Work request :: Print verbatim every line starting at the one that contains "For each instance of the flag" and ending at the final line of the records; include both endpoints.

☆ ☆ ☆ ☆ ☆

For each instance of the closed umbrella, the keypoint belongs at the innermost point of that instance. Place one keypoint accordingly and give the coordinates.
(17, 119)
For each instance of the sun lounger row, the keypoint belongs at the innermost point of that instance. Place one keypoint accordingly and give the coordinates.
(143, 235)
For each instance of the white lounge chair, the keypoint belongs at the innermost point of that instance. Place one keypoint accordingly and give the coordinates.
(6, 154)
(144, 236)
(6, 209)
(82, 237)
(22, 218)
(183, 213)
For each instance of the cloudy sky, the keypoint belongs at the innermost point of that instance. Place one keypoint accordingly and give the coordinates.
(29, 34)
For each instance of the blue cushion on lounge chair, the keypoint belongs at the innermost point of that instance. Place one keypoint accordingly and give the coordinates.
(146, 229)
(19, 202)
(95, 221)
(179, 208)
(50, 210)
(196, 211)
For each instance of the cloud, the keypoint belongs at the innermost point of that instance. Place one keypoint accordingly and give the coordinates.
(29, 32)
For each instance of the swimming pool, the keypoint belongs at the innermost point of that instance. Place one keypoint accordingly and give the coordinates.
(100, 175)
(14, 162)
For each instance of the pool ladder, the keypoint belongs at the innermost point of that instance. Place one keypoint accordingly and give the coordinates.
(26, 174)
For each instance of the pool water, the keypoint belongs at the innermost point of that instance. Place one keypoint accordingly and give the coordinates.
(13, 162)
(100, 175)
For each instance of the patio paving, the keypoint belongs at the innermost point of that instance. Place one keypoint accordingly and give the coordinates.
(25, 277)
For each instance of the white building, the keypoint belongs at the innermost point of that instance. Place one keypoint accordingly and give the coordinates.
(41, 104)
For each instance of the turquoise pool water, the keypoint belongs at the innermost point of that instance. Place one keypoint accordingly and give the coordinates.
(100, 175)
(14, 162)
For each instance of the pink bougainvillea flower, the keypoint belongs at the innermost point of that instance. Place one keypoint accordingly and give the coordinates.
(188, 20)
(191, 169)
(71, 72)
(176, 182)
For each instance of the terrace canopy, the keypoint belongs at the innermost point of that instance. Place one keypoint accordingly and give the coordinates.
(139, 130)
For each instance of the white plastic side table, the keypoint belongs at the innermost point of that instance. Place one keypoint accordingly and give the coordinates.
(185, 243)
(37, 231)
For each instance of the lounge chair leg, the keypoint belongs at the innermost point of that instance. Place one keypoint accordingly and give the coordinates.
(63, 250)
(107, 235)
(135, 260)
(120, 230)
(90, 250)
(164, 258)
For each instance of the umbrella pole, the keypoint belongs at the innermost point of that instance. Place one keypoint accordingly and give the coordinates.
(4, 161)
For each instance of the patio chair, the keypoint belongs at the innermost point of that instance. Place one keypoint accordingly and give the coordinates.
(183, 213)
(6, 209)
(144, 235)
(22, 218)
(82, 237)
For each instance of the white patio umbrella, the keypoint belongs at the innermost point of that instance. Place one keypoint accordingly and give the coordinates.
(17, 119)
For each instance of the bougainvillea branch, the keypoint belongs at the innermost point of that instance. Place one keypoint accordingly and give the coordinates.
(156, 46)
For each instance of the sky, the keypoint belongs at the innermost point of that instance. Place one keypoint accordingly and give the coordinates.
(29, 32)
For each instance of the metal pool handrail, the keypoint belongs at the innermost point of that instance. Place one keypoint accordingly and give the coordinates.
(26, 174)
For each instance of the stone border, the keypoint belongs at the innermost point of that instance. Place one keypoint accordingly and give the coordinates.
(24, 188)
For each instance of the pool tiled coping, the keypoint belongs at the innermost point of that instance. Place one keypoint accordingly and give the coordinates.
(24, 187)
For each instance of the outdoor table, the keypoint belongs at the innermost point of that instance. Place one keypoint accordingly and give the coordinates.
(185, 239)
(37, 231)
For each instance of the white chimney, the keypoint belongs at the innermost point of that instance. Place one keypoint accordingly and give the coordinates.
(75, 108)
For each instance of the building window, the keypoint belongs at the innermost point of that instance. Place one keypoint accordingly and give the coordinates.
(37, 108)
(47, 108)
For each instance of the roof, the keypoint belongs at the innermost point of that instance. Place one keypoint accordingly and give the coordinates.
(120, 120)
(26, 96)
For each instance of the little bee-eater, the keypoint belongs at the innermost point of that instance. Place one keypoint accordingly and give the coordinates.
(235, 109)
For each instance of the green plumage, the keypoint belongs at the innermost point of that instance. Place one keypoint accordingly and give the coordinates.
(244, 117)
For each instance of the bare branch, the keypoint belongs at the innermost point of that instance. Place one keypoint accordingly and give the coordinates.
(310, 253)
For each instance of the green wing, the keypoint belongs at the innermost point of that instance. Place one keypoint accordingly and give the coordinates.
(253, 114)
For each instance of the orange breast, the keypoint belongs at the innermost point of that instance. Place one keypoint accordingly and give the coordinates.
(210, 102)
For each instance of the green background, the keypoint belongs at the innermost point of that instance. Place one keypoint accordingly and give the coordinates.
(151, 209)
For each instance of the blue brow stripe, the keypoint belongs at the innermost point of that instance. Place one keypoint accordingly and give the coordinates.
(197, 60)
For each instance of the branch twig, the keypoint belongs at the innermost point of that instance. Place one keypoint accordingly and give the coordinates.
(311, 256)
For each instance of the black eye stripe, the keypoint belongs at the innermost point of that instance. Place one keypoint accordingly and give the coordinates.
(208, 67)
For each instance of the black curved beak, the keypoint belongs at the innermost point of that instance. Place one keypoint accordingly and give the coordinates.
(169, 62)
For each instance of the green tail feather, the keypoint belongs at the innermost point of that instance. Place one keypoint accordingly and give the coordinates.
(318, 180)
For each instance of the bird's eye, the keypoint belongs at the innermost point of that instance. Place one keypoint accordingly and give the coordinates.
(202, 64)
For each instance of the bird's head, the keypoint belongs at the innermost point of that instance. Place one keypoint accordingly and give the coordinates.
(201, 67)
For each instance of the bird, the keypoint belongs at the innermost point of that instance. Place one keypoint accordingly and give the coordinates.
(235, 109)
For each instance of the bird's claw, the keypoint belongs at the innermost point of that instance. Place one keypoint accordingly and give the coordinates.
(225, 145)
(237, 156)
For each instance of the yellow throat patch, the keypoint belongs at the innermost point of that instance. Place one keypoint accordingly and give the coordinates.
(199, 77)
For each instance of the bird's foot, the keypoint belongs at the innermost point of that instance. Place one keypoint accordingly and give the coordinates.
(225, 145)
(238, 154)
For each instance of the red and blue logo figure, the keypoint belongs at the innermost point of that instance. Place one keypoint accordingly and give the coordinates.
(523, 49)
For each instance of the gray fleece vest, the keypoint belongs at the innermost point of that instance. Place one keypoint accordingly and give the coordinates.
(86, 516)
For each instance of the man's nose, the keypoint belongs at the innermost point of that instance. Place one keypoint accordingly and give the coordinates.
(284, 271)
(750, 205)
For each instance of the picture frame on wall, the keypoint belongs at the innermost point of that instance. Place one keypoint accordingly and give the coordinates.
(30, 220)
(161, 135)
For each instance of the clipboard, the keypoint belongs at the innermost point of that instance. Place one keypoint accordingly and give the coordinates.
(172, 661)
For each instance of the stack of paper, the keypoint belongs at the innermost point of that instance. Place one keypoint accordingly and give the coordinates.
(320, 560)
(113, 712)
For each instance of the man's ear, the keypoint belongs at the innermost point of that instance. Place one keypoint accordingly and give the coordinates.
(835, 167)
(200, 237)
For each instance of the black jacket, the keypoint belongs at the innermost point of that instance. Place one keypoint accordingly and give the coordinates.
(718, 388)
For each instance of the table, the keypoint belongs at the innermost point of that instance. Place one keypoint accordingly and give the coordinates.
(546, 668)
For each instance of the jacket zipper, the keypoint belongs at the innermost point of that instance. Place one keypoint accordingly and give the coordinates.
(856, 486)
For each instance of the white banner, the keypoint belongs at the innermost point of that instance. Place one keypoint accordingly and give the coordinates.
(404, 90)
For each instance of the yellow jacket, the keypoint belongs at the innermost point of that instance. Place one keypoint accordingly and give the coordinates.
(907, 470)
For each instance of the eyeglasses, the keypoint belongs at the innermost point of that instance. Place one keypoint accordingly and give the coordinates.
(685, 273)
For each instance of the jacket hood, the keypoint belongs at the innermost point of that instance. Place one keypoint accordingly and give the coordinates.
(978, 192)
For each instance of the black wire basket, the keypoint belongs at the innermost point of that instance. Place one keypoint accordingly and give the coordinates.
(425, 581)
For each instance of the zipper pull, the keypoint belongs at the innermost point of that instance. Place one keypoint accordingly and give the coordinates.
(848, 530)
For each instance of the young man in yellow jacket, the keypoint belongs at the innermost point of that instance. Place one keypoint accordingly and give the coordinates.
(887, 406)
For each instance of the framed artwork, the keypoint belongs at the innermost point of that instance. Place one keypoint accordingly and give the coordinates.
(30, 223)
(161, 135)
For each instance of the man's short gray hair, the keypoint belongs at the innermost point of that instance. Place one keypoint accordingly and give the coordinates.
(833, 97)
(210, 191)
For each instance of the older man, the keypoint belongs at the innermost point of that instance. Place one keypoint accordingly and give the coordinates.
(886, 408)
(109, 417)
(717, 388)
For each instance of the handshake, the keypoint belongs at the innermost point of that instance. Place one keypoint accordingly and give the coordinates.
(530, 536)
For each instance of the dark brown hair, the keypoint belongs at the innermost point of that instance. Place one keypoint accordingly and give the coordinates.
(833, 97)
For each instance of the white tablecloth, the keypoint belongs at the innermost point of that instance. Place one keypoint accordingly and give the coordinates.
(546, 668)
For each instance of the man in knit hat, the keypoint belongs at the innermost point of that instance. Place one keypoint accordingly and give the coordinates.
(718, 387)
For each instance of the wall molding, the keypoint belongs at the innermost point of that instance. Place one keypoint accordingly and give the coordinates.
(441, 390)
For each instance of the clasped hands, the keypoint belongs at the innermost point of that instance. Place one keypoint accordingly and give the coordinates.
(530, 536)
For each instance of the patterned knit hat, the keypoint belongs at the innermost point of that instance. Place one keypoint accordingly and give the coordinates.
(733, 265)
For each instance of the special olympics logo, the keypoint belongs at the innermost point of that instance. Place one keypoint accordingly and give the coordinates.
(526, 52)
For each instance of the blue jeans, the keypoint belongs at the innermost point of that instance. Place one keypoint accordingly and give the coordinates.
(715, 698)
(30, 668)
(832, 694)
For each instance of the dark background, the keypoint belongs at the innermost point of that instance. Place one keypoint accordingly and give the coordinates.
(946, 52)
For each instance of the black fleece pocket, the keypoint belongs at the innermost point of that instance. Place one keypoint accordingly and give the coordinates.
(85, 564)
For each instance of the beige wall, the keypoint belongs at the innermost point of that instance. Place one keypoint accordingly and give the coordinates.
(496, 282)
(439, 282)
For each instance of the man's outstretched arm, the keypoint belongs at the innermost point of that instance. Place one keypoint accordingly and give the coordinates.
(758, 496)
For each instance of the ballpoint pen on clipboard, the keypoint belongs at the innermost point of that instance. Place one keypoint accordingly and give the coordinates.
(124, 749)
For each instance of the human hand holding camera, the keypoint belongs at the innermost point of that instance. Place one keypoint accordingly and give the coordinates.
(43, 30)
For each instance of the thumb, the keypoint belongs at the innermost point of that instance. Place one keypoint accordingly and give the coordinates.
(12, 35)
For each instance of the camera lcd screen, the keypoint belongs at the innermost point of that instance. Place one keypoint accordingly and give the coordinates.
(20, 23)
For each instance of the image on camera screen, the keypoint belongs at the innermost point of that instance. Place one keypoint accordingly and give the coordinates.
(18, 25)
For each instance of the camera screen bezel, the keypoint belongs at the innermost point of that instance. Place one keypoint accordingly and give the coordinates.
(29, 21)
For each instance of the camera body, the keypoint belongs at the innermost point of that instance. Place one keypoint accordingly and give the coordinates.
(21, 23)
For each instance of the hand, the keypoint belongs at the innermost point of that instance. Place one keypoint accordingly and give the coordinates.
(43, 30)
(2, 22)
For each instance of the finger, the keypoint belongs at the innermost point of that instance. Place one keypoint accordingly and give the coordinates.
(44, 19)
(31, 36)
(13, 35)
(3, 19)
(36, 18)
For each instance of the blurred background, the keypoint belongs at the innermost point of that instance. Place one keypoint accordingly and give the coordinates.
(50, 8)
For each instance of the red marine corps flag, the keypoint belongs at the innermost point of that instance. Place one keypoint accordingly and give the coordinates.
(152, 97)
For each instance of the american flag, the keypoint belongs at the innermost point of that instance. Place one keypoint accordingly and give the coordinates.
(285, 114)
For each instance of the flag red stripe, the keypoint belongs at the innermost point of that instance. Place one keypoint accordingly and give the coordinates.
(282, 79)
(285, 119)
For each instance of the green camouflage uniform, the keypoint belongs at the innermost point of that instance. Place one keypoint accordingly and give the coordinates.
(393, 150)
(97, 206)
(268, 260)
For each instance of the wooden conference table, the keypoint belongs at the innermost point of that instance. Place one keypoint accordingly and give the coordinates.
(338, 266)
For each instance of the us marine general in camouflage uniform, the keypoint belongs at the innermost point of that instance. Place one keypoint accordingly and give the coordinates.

☆ ☆ ☆ ☆ ☆

Output below ::
For each instance of the flag red stripe, the keypoint belongs at the innermost point of that instance. Place one keypoint accordingly and give the coordinates.
(282, 79)
(285, 119)
For each instance of the green camouflage uniform, the keypoint belongs at the innermost point of that instance. Place one keypoint accordingly and give the coordinates.
(393, 150)
(97, 206)
(268, 260)
For each instance of the wooden conference table, the keypoint belongs at the innermost point of that instance. Place one keypoint accordingly and give the coordinates.
(338, 266)
For each instance of the us marine general in camouflage uniform, the keypoint belongs at the innermost point of that instance. Place one keypoint accordingly and give the coordinates.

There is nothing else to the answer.